*Work instruction*:
Print the passage on small business loans below in full, word for word.
===== Extract provided
More than a year since the pandemic started, it wouldn’t be surprising to find many to have a side business on top of a full-time job. Remember when the economy was halted in mid-2020, and many found themselves time to finally try their business ideas that have been parking on their mind?
If you are one of these people, you may have also been part of the lucky few who found these ventures flourishing that you are already thinking of expanding. Or perhaps you have been nursing a side venture for so long, that this time just feels the right moment to branch out. Either or, such a step would require more arduous planning and bigger funding. If you are thinking of applying for a small business loan to take your business to the next level, you have come to the right place.
What is a small business loan?
A small business loan is an amount you borrow from financial institutions from banks to fund your operations. Depending on where you are applying to, loan requirements vary too. To better understand these variations, we listed the different types of business loans you may apply for below.
==========
===== Extracted material
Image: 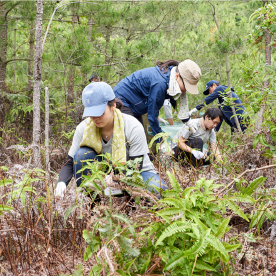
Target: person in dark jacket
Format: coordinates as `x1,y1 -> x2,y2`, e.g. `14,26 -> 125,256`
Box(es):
113,59 -> 201,135
189,80 -> 249,132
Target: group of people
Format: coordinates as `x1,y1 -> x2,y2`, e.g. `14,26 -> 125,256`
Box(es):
55,59 -> 248,196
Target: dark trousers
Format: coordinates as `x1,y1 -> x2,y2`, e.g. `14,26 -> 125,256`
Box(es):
122,106 -> 144,126
173,137 -> 210,167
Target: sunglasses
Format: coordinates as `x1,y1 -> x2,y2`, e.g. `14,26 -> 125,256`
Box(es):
176,67 -> 187,90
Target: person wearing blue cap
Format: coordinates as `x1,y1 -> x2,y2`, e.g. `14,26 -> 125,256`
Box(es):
189,80 -> 249,132
55,82 -> 166,197
114,59 -> 201,135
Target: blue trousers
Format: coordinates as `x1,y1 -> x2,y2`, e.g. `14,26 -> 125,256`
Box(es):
73,147 -> 167,193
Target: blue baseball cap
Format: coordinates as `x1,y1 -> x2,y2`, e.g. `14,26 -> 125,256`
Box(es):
203,80 -> 219,95
82,82 -> 115,117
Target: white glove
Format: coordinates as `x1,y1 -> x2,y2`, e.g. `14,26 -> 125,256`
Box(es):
54,181 -> 66,198
158,117 -> 169,125
189,108 -> 198,116
192,150 -> 205,160
186,120 -> 197,133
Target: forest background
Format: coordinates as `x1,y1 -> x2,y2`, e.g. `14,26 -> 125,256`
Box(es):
0,0 -> 276,275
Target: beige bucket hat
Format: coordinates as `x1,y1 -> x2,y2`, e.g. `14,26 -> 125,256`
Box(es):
178,59 -> 202,94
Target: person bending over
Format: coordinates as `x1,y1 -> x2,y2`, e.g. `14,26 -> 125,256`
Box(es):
114,59 -> 201,135
55,82 -> 166,197
189,80 -> 250,132
173,108 -> 222,167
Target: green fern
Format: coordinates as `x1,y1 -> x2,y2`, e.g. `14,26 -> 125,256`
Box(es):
155,222 -> 189,246
215,218 -> 230,239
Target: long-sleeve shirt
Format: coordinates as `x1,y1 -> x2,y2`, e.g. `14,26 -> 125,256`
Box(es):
113,66 -> 173,135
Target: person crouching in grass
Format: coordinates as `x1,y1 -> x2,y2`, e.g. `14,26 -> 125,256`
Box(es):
173,108 -> 223,167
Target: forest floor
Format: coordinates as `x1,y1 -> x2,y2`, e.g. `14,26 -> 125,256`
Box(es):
0,130 -> 276,276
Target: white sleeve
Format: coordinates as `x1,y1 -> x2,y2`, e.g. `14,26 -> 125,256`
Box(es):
180,125 -> 190,140
68,120 -> 87,158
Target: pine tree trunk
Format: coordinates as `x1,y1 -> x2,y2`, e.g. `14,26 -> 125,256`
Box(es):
28,20 -> 35,91
256,1 -> 271,130
210,3 -> 241,132
33,0 -> 43,167
0,2 -> 8,138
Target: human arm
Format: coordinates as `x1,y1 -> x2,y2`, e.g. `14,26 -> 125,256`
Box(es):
58,155 -> 73,185
147,83 -> 167,135
211,143 -> 222,161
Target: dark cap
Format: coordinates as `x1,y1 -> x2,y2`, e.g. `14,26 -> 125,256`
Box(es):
203,80 -> 219,95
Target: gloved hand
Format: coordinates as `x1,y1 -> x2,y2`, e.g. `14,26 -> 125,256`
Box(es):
189,108 -> 198,116
186,120 -> 197,133
104,175 -> 122,196
158,117 -> 169,125
192,150 -> 205,160
54,181 -> 66,198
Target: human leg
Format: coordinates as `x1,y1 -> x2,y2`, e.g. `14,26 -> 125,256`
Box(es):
122,106 -> 144,126
173,137 -> 210,167
73,147 -> 102,187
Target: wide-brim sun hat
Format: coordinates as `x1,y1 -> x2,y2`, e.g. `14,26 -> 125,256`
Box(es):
178,59 -> 202,94
203,80 -> 219,96
82,82 -> 115,117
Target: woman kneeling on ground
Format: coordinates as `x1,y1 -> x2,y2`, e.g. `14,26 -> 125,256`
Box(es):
55,82 -> 166,197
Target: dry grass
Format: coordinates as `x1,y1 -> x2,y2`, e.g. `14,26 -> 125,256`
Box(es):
0,128 -> 276,276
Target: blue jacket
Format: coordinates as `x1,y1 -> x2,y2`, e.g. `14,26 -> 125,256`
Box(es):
113,66 -> 173,135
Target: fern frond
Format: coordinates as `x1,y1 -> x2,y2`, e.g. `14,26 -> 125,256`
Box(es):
206,235 -> 229,262
164,252 -> 187,270
155,221 -> 190,247
227,193 -> 255,203
167,172 -> 182,193
195,260 -> 216,271
223,199 -> 249,222
243,176 -> 267,195
157,207 -> 183,219
184,231 -> 209,256
215,218 -> 230,239
162,189 -> 179,198
159,198 -> 184,208
223,243 -> 241,252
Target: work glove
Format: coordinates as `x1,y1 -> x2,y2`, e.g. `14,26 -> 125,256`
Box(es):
186,120 -> 197,133
158,117 -> 169,125
189,108 -> 198,116
104,175 -> 123,196
54,181 -> 66,198
192,150 -> 205,160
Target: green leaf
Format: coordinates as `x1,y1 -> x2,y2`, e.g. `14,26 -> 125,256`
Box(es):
195,260 -> 216,271
215,218 -> 230,239
167,172 -> 182,193
64,203 -> 79,225
0,204 -> 13,214
155,221 -> 189,247
244,176 -> 267,195
223,243 -> 241,252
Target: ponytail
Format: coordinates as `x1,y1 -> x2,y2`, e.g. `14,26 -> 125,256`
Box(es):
156,59 -> 179,74
107,98 -> 123,111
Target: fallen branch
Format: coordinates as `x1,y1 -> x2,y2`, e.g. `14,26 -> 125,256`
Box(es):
218,164 -> 276,195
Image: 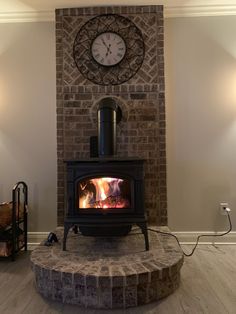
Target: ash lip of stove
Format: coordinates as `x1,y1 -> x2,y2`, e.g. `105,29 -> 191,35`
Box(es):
63,157 -> 149,250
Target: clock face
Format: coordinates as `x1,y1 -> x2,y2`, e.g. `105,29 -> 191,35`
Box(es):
91,32 -> 126,66
73,14 -> 145,85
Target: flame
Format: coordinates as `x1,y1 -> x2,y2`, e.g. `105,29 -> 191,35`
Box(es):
79,177 -> 130,209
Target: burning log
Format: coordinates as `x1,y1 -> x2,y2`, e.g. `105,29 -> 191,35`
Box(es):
89,195 -> 129,208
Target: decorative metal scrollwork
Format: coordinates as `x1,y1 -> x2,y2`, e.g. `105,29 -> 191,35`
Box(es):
73,14 -> 145,85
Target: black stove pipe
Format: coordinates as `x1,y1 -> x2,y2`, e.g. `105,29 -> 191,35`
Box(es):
98,97 -> 118,157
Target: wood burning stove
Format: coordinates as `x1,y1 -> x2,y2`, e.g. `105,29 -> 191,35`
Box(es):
63,97 -> 149,250
63,157 -> 149,250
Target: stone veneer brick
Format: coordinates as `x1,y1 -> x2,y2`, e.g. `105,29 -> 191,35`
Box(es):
31,227 -> 183,309
56,5 -> 167,225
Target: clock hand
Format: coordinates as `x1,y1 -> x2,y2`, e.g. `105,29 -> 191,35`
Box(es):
102,38 -> 108,49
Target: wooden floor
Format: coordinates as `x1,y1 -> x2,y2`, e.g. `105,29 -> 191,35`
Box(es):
0,245 -> 236,314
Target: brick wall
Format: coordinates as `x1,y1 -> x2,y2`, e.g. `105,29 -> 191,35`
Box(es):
56,6 -> 167,225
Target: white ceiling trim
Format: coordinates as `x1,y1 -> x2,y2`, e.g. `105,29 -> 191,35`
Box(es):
0,5 -> 236,23
164,5 -> 236,18
0,11 -> 55,23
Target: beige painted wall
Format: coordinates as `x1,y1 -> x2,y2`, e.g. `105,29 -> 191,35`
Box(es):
165,16 -> 236,231
0,23 -> 56,231
0,17 -> 236,231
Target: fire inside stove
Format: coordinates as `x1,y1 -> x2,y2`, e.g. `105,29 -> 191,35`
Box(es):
78,177 -> 131,209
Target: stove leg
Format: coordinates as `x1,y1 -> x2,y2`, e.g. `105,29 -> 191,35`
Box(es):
63,223 -> 71,251
137,222 -> 149,251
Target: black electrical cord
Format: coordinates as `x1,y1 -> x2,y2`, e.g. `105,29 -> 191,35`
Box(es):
147,212 -> 232,257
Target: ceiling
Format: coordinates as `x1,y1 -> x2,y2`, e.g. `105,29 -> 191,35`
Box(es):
0,0 -> 236,22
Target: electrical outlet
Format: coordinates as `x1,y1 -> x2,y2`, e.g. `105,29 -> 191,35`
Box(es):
220,202 -> 229,215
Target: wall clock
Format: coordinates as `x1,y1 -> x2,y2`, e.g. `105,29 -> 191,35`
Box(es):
73,14 -> 145,85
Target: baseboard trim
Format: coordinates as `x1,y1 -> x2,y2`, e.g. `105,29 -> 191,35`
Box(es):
28,231 -> 236,250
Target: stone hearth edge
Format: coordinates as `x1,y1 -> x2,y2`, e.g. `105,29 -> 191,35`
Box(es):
31,227 -> 183,309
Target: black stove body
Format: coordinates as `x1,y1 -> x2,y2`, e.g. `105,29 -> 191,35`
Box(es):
63,157 -> 149,250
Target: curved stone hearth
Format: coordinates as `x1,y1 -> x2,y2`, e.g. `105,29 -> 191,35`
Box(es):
31,228 -> 183,308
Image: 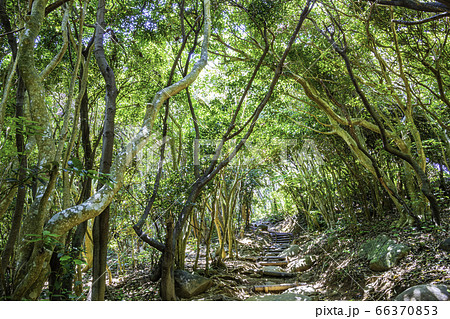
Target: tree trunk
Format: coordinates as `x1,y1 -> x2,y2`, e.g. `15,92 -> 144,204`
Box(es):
91,0 -> 118,300
160,216 -> 177,301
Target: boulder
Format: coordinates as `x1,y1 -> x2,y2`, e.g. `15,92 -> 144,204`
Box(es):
288,255 -> 316,271
439,238 -> 450,251
245,292 -> 312,301
280,245 -> 301,257
174,269 -> 213,299
359,235 -> 410,271
395,285 -> 450,301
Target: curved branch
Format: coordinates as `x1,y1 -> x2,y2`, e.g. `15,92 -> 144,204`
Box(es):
369,0 -> 450,12
392,12 -> 450,25
45,0 -> 211,234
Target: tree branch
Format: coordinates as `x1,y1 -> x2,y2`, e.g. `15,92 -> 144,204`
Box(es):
369,0 -> 450,12
392,12 -> 450,25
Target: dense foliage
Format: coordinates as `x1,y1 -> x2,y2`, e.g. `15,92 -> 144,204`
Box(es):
0,0 -> 450,300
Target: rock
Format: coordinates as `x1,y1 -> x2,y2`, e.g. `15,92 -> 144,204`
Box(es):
395,285 -> 450,301
439,238 -> 450,251
283,285 -> 319,297
359,235 -> 410,271
280,245 -> 301,257
174,269 -> 213,299
288,255 -> 317,271
263,266 -> 283,272
245,292 -> 312,301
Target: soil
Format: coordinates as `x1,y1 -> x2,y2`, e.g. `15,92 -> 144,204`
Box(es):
103,210 -> 450,301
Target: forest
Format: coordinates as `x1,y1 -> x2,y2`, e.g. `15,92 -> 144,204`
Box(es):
0,0 -> 450,301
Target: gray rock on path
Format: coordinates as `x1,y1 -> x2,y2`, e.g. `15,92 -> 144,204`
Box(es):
395,285 -> 450,301
245,292 -> 312,301
174,269 -> 213,299
439,238 -> 450,251
280,245 -> 301,257
288,255 -> 317,272
359,235 -> 410,271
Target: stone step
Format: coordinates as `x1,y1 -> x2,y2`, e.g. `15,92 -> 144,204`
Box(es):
260,256 -> 286,261
259,261 -> 288,266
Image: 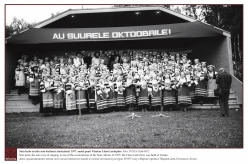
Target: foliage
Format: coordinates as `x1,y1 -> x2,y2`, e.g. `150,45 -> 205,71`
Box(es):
182,5 -> 243,81
5,17 -> 35,38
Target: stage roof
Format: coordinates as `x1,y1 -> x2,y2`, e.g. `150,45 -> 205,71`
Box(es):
6,7 -> 230,44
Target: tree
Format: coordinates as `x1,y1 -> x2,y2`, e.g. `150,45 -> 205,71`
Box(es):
5,17 -> 35,38
182,5 -> 243,80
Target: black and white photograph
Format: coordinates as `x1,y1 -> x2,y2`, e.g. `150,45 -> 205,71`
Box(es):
3,1 -> 244,149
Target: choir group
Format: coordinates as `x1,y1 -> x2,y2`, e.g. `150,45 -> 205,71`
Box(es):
15,50 -> 218,113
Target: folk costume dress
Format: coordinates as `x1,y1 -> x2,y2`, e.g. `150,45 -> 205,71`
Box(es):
107,81 -> 117,108
96,84 -> 108,110
163,79 -> 176,105
74,81 -> 87,110
151,80 -> 162,107
195,72 -> 207,97
29,69 -> 40,100
53,80 -> 64,109
207,71 -> 217,97
124,79 -> 136,105
15,66 -> 25,87
115,81 -> 126,107
40,81 -> 53,109
178,77 -> 192,105
65,83 -> 77,111
138,80 -> 150,106
88,80 -> 96,108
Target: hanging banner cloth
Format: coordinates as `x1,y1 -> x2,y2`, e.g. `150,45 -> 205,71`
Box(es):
6,21 -> 223,44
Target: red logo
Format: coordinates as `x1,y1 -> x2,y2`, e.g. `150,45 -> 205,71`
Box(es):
5,148 -> 17,161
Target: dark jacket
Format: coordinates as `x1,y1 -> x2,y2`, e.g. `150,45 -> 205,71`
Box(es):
216,72 -> 232,89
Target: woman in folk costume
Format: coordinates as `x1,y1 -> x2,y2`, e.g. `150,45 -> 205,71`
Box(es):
88,73 -> 97,113
201,62 -> 208,74
176,72 -> 192,111
22,55 -> 29,89
74,74 -> 89,113
53,72 -> 64,112
115,75 -> 126,110
192,59 -> 201,71
124,72 -> 136,110
65,77 -> 77,113
91,51 -> 100,66
151,74 -> 162,110
137,75 -> 150,112
185,65 -> 198,100
67,58 -> 75,72
15,59 -> 25,95
163,74 -> 176,111
195,66 -> 207,105
59,58 -> 67,75
207,65 -> 218,97
40,75 -> 54,113
73,51 -> 84,68
33,55 -> 39,66
107,76 -> 117,111
53,56 -> 59,65
96,78 -> 108,111
29,66 -> 39,105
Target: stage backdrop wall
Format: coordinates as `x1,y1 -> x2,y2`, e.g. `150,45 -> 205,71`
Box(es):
191,37 -> 233,74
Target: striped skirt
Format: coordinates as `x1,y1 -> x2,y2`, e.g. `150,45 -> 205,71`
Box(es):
151,90 -> 162,107
116,93 -> 126,107
53,92 -> 63,109
207,79 -> 217,97
189,84 -> 195,99
42,91 -> 53,108
163,90 -> 176,105
178,86 -> 192,104
29,79 -> 39,96
88,88 -> 96,108
65,92 -> 77,110
138,87 -> 150,105
107,89 -> 117,107
124,86 -> 136,105
75,90 -> 87,109
195,80 -> 207,97
96,93 -> 108,110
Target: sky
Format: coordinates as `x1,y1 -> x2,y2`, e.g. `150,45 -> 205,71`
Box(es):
6,5 -> 112,25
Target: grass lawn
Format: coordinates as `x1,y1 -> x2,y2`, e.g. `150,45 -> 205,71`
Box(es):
5,110 -> 243,148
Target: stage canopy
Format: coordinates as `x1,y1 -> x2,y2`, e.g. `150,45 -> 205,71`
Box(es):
6,7 -> 229,44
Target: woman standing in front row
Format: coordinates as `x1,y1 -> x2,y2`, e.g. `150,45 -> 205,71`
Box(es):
177,72 -> 192,111
207,65 -> 218,103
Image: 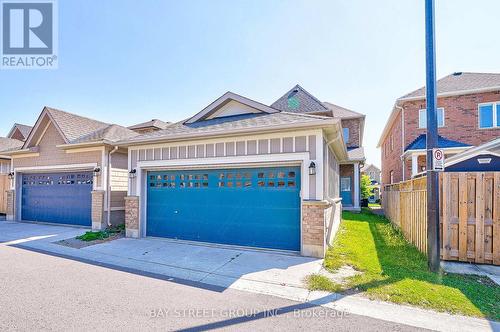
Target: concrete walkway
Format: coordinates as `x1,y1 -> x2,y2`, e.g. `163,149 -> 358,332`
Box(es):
0,222 -> 500,331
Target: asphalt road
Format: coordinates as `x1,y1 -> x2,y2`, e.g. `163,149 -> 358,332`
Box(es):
0,244 -> 430,332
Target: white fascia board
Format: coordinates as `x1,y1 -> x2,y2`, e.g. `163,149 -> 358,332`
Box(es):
14,163 -> 97,173
186,91 -> 279,123
115,118 -> 340,147
128,127 -> 322,151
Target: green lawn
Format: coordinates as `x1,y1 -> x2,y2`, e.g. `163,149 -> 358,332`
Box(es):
307,209 -> 500,320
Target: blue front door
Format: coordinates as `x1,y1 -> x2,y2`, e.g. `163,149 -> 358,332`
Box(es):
146,167 -> 300,251
21,172 -> 93,226
340,176 -> 352,206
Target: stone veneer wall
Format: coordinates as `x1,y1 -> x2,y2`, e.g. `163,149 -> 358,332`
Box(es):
125,196 -> 139,238
301,201 -> 332,258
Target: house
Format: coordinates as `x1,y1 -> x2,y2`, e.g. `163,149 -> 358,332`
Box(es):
271,85 -> 365,211
0,137 -> 23,214
119,86 -> 364,257
378,72 -> 500,184
128,119 -> 170,134
4,107 -> 138,229
361,164 -> 381,203
445,137 -> 500,172
7,123 -> 32,142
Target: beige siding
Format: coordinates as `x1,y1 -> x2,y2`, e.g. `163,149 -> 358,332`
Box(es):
13,124 -> 102,186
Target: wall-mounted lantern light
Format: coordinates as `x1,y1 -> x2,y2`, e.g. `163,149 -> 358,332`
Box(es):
309,161 -> 316,175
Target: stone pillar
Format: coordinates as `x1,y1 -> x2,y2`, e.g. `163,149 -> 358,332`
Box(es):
125,196 -> 140,238
301,201 -> 331,258
92,190 -> 107,231
6,189 -> 16,220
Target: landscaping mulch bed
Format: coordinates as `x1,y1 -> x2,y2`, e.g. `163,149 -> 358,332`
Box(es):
54,228 -> 125,249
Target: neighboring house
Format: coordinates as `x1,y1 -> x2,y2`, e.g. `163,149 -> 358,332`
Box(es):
0,137 -> 23,214
121,86 -> 364,257
378,73 -> 500,184
445,137 -> 500,172
361,164 -> 381,203
7,123 -> 33,142
128,119 -> 170,134
5,107 -> 138,229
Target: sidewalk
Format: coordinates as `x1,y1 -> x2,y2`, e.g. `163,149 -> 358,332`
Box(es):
0,222 -> 500,331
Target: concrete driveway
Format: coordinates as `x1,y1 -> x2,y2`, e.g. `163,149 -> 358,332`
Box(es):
0,222 -> 323,301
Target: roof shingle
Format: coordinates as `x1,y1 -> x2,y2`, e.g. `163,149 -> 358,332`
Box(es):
399,72 -> 500,99
130,112 -> 331,141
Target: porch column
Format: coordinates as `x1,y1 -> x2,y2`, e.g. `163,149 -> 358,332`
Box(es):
354,163 -> 361,208
411,153 -> 418,177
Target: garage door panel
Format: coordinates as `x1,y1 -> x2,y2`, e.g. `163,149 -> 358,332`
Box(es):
147,167 -> 300,250
21,172 -> 93,226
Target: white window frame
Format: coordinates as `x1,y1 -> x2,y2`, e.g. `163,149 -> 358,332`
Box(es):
418,107 -> 446,129
477,101 -> 500,129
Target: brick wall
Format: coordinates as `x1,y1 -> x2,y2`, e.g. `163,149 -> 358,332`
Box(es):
381,91 -> 500,184
402,91 -> 500,146
380,112 -> 403,184
125,196 -> 139,238
342,119 -> 361,147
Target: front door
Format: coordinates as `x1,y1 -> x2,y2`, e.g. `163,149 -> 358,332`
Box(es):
340,176 -> 352,206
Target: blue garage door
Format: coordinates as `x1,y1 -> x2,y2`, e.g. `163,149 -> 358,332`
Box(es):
21,172 -> 93,226
146,167 -> 300,250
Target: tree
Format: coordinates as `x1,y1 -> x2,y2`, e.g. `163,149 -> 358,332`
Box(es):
361,174 -> 372,199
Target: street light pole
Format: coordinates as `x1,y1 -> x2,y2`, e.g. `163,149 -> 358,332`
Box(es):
425,0 -> 440,272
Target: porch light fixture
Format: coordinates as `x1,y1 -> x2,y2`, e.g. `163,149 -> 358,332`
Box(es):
309,161 -> 316,175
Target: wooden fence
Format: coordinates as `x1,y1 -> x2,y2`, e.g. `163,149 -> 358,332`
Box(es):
382,172 -> 500,265
0,174 -> 10,213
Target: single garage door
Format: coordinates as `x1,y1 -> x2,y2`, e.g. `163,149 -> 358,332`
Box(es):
21,172 -> 93,226
146,167 -> 300,251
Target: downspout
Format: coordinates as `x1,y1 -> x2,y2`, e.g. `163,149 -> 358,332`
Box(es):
395,103 -> 406,181
106,146 -> 118,227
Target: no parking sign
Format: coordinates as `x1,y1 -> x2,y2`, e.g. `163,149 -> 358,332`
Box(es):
432,149 -> 444,172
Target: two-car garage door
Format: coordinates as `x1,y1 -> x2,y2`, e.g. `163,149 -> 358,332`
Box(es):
21,172 -> 93,226
146,167 -> 300,251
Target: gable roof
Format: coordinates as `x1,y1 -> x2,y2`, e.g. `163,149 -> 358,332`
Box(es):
185,91 -> 279,124
7,123 -> 33,139
125,112 -> 338,143
23,107 -> 138,148
323,102 -> 365,119
0,137 -> 23,153
127,119 -> 171,130
271,84 -> 329,113
398,72 -> 500,100
405,134 -> 470,151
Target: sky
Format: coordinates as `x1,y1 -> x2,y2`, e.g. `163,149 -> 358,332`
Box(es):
0,0 -> 500,165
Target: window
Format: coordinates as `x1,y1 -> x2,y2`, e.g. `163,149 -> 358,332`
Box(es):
342,128 -> 349,144
479,103 -> 500,128
418,107 -> 444,129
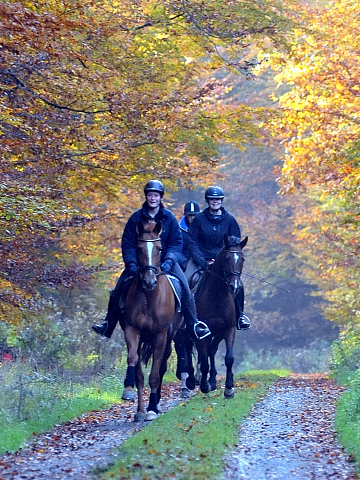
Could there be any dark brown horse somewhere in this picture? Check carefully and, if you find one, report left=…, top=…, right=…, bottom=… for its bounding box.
left=195, top=235, right=248, bottom=398
left=120, top=221, right=182, bottom=421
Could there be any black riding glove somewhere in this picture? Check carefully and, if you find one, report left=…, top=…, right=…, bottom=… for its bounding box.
left=198, top=258, right=209, bottom=270
left=128, top=262, right=138, bottom=276
left=160, top=258, right=173, bottom=273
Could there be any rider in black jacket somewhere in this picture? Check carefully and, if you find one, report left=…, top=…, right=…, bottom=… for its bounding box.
left=188, top=186, right=251, bottom=330
left=179, top=200, right=200, bottom=271
left=92, top=180, right=210, bottom=338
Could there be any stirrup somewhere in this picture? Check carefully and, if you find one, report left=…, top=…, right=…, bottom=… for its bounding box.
left=237, top=313, right=251, bottom=330
left=194, top=320, right=211, bottom=340
left=91, top=322, right=111, bottom=338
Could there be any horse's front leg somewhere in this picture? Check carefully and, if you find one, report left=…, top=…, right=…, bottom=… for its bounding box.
left=145, top=330, right=167, bottom=420
left=134, top=345, right=145, bottom=422
left=121, top=326, right=140, bottom=401
left=196, top=337, right=210, bottom=393
left=224, top=327, right=236, bottom=398
left=209, top=337, right=222, bottom=390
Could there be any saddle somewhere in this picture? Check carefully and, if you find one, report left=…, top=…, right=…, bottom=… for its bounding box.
left=119, top=273, right=183, bottom=313
left=166, top=273, right=183, bottom=312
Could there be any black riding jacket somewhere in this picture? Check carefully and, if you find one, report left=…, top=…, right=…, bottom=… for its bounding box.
left=121, top=202, right=182, bottom=267
left=188, top=207, right=241, bottom=265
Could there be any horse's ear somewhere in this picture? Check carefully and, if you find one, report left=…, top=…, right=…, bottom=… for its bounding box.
left=154, top=220, right=162, bottom=235
left=240, top=237, right=249, bottom=249
left=136, top=220, right=144, bottom=237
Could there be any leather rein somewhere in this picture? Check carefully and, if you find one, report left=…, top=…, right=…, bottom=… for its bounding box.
left=206, top=250, right=241, bottom=285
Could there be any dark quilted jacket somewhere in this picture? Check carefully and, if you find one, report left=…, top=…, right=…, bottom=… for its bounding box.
left=121, top=202, right=182, bottom=266
left=188, top=207, right=241, bottom=265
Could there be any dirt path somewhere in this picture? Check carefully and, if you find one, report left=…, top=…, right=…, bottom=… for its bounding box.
left=223, top=375, right=357, bottom=480
left=0, top=375, right=357, bottom=480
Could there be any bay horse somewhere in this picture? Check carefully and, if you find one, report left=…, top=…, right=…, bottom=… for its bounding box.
left=195, top=235, right=248, bottom=398
left=120, top=220, right=182, bottom=422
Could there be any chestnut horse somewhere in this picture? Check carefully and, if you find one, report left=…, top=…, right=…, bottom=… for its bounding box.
left=195, top=235, right=248, bottom=398
left=120, top=220, right=182, bottom=422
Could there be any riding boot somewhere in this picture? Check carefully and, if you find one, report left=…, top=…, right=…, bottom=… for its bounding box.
left=234, top=288, right=251, bottom=330
left=91, top=291, right=121, bottom=338
left=183, top=295, right=211, bottom=340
==========
*Final answer*:
More than a year since the pandemic started, it wouldn’t be surprising to find many to have a side business on top of a full-time job. Remember when the economy was halted in mid-2020, and many found themselves time to finally try their business ideas that have been parking on their mind?
If you are one of these people, you may have also been part of the lucky few who found these ventures flourishing that you are already thinking of expanding. Or perhaps you have been nursing a side venture for so long, that this time just feels the right moment to branch out. Either or, such a step would require more arduous planning and bigger funding. If you are thinking of applying for a small business loan to take your business to the next level, you have come to the right place.
What is a small business loan?
A small business loan is an amount you borrow from financial institutions from banks to fund your operations. Depending on where you are applying to, loan requirements vary too. To better understand these variations, we listed the different types of business loans you may apply for below.